**AIM OF THE TASK**
Go through the listing below and gather every line with the word "tower".
= Beginning of Section =
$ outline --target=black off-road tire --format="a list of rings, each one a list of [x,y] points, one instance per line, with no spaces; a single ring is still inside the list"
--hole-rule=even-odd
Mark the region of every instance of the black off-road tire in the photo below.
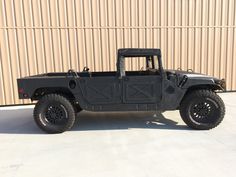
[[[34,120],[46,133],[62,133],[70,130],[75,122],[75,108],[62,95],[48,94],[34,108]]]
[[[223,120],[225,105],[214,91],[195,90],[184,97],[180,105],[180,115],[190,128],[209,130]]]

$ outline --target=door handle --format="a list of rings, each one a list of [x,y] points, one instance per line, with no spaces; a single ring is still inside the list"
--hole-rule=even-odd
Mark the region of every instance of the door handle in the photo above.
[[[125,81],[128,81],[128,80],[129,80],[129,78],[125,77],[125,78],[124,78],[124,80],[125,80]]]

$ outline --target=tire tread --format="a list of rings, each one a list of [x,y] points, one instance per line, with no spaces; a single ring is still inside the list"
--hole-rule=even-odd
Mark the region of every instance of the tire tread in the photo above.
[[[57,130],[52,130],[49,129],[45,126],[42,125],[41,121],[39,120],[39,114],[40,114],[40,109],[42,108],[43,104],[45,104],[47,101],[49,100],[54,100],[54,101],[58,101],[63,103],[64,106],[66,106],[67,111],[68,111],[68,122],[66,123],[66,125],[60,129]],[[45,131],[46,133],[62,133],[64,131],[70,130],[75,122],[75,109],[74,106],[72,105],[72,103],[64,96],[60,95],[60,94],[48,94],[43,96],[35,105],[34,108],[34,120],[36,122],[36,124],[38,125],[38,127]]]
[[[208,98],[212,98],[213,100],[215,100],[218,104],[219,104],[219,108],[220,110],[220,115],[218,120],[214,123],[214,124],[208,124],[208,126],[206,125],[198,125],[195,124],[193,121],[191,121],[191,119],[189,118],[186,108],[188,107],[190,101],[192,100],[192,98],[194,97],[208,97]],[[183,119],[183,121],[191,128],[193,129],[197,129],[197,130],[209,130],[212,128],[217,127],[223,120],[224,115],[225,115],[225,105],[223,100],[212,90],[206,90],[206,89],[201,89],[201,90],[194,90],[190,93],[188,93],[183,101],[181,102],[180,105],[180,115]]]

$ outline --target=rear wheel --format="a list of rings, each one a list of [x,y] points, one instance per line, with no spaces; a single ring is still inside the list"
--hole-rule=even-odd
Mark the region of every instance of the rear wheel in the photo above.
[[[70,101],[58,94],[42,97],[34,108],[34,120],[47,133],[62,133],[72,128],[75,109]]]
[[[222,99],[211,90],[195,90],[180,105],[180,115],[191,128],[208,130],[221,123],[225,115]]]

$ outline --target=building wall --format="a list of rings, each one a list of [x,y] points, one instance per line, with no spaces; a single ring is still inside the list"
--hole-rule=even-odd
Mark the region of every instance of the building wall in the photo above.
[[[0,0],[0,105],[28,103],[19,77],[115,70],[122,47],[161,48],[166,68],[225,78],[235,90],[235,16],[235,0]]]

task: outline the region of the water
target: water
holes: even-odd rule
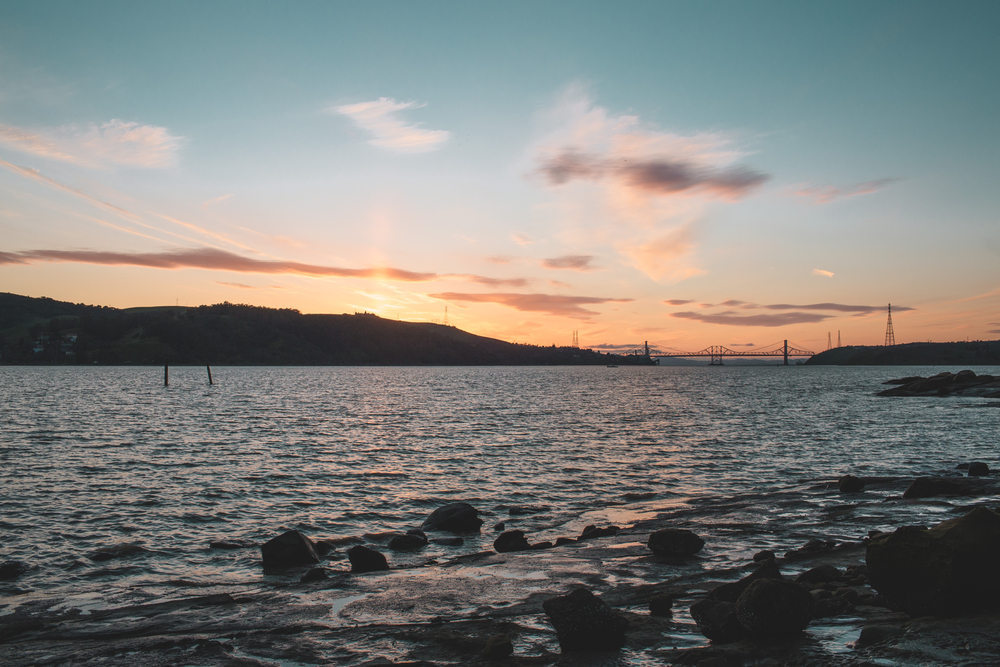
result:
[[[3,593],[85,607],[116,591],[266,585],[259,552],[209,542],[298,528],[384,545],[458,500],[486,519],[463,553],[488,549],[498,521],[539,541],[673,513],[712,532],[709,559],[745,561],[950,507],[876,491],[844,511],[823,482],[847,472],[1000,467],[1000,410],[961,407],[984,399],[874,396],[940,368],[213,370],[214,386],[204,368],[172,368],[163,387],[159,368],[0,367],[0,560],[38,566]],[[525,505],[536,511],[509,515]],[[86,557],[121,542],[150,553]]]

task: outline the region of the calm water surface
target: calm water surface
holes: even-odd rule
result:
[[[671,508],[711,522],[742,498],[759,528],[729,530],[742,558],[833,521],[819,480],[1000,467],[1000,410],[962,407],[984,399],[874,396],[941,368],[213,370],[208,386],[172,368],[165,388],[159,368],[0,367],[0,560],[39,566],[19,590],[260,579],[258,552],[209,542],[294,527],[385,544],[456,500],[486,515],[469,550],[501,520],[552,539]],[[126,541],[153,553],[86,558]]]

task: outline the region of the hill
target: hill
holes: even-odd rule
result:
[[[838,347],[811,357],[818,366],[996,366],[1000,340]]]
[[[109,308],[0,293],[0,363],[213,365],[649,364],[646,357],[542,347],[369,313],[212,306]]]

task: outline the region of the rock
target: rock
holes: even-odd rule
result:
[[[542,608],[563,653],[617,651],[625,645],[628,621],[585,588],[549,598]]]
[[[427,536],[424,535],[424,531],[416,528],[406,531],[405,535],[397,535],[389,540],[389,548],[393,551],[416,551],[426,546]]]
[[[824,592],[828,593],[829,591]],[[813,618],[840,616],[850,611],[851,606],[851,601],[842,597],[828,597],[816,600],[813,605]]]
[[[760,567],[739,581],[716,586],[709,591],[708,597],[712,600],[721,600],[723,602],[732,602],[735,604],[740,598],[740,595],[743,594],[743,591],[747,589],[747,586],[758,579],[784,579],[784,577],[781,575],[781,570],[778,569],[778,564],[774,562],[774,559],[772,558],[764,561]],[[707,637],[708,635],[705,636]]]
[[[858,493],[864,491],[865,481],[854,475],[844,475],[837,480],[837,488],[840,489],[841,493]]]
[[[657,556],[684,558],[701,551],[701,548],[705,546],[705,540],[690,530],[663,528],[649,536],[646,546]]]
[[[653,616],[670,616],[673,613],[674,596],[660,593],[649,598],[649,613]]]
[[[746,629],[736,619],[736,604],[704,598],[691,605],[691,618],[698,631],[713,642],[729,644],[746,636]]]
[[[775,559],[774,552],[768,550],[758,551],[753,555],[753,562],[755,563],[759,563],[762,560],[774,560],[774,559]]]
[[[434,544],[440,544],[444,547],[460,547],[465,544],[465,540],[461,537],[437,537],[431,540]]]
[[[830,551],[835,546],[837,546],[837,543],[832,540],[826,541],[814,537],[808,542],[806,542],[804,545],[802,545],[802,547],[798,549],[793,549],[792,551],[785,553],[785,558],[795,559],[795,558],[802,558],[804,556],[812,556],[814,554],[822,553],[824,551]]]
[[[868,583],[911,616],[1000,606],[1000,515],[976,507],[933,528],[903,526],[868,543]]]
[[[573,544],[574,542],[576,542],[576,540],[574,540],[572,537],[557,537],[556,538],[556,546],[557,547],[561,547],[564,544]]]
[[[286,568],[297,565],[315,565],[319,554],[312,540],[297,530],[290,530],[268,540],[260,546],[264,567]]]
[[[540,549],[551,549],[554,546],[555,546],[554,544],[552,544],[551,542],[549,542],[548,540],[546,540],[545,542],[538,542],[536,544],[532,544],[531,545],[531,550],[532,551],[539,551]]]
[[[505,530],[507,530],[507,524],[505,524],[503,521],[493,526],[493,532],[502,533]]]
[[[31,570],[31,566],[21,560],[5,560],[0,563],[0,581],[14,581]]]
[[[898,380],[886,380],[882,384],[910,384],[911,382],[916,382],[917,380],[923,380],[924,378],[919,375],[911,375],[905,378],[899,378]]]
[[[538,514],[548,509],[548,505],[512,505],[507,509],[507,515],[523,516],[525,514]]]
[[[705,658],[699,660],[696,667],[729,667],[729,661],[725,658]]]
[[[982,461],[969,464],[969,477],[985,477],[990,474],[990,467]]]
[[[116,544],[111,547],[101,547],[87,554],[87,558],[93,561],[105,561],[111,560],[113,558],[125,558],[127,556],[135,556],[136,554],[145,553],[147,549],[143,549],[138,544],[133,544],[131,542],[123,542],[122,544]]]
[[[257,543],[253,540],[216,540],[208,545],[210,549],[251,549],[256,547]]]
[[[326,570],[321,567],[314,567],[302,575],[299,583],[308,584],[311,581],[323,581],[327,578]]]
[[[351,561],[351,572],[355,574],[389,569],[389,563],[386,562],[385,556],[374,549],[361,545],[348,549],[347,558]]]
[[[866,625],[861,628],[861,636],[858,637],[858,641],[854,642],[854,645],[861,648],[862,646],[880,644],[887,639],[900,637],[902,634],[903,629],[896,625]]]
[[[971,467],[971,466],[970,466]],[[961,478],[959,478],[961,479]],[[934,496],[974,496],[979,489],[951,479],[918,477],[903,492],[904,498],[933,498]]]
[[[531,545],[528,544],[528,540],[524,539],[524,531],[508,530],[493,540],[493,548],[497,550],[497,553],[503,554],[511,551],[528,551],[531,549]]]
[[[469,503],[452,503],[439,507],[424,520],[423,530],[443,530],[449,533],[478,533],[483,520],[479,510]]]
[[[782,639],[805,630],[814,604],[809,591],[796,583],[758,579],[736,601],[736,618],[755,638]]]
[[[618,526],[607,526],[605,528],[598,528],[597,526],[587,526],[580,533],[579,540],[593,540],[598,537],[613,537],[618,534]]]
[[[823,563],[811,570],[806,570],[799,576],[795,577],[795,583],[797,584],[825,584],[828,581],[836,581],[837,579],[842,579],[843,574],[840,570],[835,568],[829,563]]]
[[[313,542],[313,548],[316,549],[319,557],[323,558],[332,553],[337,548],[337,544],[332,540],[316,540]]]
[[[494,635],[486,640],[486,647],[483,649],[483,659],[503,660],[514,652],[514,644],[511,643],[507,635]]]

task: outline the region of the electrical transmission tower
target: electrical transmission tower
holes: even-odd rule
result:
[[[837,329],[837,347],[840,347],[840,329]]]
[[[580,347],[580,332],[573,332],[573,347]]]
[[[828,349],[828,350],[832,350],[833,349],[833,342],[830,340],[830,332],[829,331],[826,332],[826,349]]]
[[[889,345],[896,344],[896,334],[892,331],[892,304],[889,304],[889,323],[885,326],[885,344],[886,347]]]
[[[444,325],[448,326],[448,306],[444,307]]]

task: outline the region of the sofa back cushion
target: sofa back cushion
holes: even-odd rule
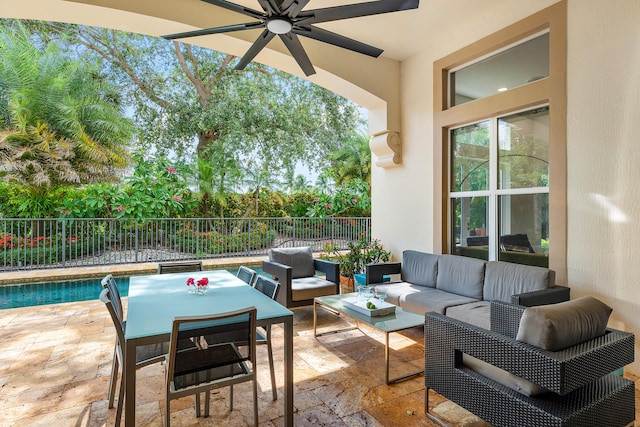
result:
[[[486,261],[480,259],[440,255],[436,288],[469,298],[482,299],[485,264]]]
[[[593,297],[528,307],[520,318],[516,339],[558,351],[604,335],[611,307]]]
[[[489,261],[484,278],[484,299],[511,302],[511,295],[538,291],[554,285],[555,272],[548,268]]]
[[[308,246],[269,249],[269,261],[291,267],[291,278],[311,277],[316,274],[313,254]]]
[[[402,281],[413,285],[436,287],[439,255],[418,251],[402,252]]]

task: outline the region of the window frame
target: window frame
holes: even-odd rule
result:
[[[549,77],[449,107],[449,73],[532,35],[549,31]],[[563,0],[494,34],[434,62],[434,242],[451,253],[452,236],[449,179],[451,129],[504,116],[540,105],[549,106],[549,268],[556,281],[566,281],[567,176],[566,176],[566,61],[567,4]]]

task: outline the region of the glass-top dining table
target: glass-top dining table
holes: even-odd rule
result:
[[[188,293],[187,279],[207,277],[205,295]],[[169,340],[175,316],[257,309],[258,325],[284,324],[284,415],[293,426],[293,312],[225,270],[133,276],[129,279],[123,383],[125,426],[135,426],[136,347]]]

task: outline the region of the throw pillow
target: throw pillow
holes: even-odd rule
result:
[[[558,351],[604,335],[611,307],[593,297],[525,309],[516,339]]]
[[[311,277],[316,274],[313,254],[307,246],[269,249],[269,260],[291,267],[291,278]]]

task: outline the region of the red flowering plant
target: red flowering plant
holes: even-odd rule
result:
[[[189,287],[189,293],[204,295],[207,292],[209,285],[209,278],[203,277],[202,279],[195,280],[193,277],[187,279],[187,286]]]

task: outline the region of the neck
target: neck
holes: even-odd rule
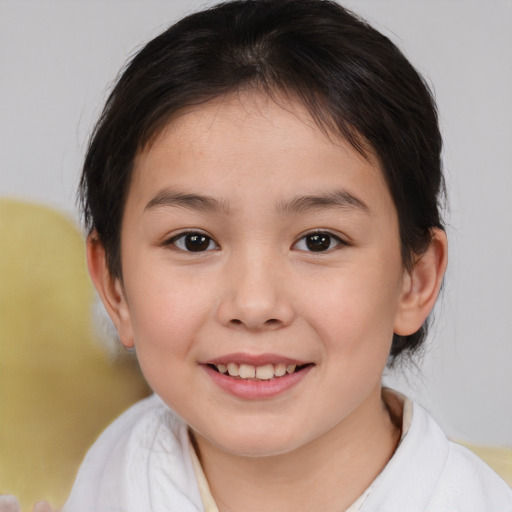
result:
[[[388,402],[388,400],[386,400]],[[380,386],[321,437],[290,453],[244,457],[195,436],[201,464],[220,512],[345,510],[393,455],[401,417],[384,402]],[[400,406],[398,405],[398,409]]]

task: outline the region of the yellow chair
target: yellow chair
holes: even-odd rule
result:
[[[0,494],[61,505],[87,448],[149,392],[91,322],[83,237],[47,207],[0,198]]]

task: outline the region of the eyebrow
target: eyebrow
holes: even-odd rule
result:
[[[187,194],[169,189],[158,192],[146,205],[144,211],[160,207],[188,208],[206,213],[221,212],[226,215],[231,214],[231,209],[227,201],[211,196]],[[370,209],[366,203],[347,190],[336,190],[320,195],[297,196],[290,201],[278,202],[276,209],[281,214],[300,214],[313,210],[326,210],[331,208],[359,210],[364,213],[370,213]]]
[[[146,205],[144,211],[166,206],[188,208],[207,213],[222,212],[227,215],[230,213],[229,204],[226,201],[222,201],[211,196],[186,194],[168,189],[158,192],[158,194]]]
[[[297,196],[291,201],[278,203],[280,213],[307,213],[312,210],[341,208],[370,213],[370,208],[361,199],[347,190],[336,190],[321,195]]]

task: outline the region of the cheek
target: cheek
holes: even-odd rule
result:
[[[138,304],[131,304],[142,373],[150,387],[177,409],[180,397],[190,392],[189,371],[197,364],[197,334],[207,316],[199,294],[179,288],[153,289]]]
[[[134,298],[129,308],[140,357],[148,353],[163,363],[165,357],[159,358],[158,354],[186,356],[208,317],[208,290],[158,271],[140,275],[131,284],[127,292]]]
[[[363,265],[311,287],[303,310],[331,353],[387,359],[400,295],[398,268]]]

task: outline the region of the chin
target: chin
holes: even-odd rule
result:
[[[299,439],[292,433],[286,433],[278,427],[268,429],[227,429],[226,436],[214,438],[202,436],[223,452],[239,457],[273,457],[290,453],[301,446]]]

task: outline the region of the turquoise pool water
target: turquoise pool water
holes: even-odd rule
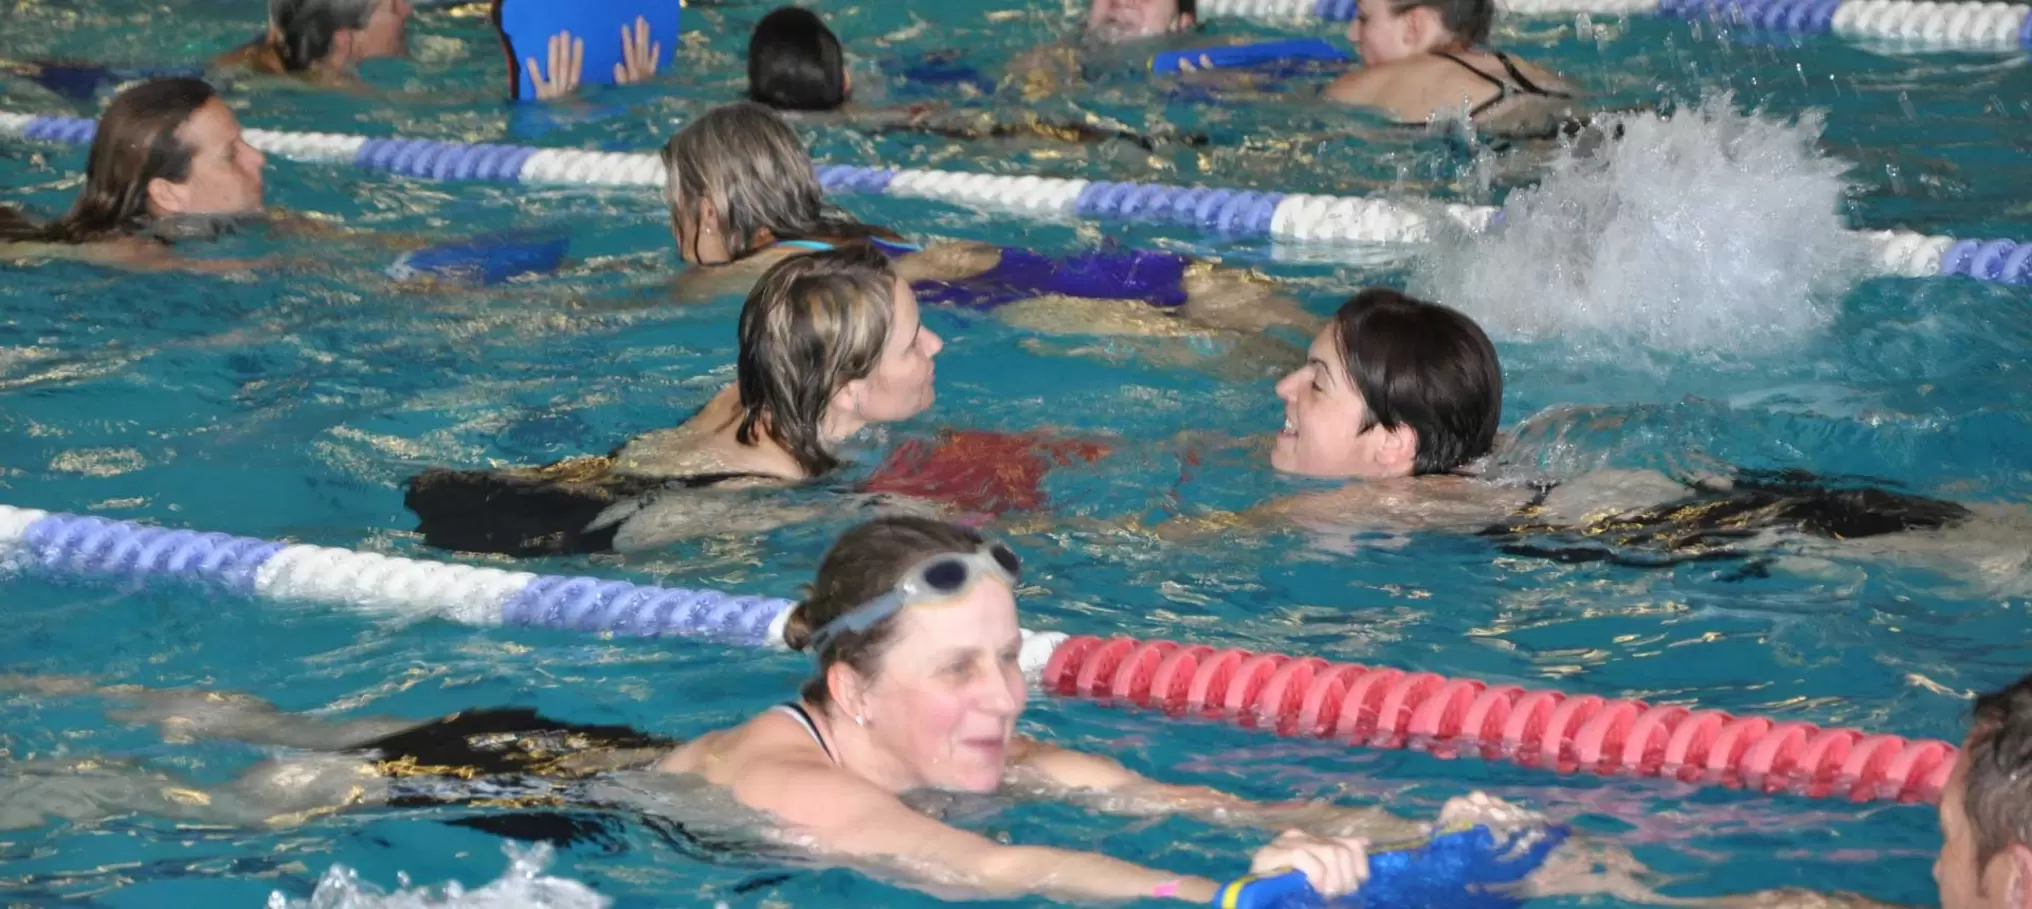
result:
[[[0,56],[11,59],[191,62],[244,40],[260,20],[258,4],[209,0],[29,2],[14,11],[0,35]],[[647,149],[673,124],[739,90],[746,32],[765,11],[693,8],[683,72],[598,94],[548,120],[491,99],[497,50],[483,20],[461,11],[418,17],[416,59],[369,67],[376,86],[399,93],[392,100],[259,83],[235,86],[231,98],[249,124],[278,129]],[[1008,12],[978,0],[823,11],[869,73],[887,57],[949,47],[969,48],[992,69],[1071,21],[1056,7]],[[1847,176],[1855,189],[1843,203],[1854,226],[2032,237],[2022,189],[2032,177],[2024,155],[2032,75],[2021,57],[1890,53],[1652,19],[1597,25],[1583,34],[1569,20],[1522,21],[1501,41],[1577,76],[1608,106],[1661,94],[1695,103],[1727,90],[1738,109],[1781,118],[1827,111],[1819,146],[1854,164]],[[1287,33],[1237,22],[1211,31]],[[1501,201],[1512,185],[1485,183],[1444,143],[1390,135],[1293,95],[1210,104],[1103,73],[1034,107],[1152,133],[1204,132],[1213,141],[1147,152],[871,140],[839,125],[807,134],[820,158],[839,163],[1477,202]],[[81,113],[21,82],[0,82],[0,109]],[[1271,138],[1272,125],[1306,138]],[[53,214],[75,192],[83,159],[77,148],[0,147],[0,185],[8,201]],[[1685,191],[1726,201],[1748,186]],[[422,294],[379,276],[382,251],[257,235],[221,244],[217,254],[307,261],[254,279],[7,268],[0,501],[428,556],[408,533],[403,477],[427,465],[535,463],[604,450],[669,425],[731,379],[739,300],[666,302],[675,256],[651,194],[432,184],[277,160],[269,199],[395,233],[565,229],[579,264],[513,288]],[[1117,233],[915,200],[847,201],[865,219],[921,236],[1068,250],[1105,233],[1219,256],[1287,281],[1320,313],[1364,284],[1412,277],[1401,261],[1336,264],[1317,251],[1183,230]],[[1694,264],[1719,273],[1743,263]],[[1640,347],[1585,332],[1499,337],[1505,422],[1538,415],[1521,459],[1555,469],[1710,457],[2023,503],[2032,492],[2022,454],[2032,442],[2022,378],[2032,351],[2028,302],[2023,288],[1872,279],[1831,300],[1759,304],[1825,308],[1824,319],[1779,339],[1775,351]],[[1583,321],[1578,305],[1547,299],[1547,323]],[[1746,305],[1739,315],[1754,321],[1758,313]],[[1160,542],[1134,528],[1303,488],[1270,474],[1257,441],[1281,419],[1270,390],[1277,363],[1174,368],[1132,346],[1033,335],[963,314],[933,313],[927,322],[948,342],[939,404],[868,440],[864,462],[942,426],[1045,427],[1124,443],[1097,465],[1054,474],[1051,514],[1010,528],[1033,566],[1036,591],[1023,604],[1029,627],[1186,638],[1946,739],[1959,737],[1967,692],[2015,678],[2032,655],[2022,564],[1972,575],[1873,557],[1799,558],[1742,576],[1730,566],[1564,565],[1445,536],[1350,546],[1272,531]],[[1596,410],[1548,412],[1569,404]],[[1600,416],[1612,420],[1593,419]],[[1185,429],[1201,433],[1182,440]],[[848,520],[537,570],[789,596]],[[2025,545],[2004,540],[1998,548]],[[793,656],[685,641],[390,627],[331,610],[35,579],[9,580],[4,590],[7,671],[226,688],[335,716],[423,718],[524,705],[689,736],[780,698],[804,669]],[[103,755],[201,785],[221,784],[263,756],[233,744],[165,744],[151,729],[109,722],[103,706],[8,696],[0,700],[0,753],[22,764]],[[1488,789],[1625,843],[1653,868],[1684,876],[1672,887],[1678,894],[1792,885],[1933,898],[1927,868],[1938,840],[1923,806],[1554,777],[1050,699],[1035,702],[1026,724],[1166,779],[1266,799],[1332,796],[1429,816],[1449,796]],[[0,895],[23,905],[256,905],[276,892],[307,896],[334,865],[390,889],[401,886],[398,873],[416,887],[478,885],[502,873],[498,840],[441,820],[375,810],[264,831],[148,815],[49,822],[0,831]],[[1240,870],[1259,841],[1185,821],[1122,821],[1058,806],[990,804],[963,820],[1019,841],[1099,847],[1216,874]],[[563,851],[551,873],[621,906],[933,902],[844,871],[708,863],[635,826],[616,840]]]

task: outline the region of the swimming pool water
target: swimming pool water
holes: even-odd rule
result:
= End of Section =
**SOLUTION**
task: outline the region of the electrical transmission tower
target: electrical transmission tower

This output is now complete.